**ASSIGNED TASK**
Whatever lies between the line with "# each pair looks like [[1080, 854]]" and the end of the data, both included, must be copied exactly and without pictures.

(Saved entries)
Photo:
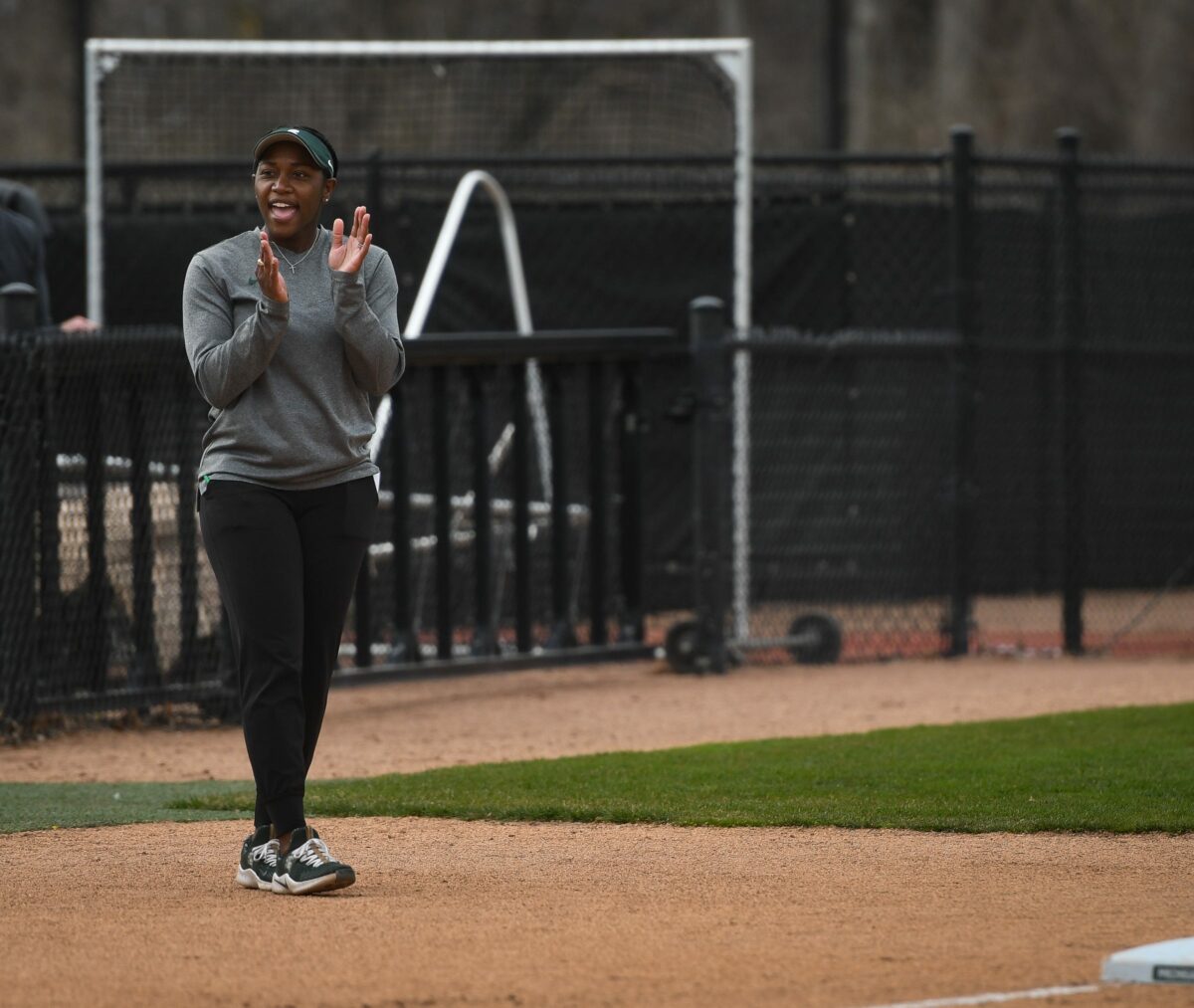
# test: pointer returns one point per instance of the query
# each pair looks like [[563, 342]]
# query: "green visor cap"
[[315, 147]]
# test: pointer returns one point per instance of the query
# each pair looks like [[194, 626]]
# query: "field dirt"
[[448, 912]]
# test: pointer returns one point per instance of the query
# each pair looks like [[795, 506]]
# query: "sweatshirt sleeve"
[[226, 361], [367, 320]]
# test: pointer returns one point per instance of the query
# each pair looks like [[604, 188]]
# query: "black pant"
[[287, 564]]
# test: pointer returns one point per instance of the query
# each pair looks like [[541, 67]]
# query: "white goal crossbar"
[[733, 58]]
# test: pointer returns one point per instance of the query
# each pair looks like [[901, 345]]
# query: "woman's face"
[[291, 192]]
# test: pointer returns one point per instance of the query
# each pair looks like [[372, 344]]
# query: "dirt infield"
[[451, 912]]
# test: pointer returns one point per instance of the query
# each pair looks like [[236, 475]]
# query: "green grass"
[[1120, 770], [45, 806]]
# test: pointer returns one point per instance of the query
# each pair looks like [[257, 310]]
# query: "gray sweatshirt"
[[290, 382]]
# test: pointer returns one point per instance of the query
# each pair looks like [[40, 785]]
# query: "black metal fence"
[[961, 424], [484, 554]]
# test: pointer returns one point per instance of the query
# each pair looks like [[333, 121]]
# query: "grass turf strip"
[[1120, 770]]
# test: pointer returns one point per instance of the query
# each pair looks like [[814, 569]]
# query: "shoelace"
[[314, 853], [268, 853]]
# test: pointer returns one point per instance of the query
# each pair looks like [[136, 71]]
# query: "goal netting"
[[660, 130], [657, 122]]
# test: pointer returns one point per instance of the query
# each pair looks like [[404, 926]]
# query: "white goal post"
[[148, 116]]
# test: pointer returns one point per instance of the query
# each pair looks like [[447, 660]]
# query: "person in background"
[[24, 230], [290, 329]]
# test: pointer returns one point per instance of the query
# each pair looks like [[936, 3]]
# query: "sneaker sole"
[[250, 879], [339, 879]]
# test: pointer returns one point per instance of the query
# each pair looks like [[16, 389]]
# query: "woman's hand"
[[347, 254], [269, 276]]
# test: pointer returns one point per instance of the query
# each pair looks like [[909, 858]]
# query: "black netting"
[[959, 435]]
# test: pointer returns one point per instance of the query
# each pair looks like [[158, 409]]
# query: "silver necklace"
[[304, 255]]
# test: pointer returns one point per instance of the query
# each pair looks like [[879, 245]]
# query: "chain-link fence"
[[966, 421], [967, 428]]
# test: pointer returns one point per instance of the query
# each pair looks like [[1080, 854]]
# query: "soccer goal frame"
[[733, 58]]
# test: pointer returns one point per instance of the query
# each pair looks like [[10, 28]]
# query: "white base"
[[1163, 961]]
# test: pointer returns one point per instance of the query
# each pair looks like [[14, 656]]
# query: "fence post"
[[405, 645], [485, 636], [710, 477], [1070, 341], [442, 483], [961, 240], [18, 528]]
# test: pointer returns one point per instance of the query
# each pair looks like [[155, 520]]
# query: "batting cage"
[[932, 407]]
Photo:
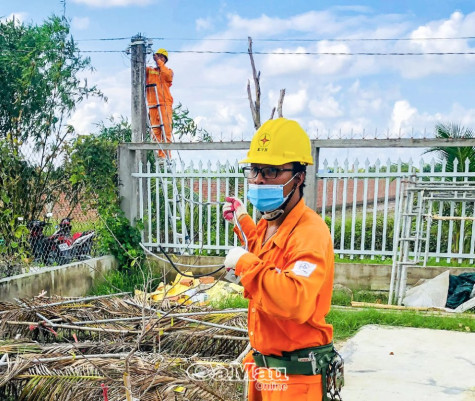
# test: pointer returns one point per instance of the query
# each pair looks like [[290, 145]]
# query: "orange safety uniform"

**ANSWER SECTION**
# each pair looks like [[1080, 854]]
# query: "soccer goal frame"
[[733, 58]]
# test: pointer returns one point per instance of the query
# each pair looks like [[10, 28]]
# query: "white base"
[[1163, 961]]
# test: pointer returns one point per instance of the query
# each pair looks like [[14, 656]]
# query: "fence post"
[[405, 645], [485, 636], [710, 477], [1070, 341], [442, 483], [961, 240], [18, 528]]
# test: pointer returns one point per instance of the query
# each pair looks like [[155, 520]]
# query: "batting cage"
[[932, 407]]
Photo:
# test: pointer returns one point per instance of the query
# each pair looks like [[290, 145]]
# query: "orange safety uniform"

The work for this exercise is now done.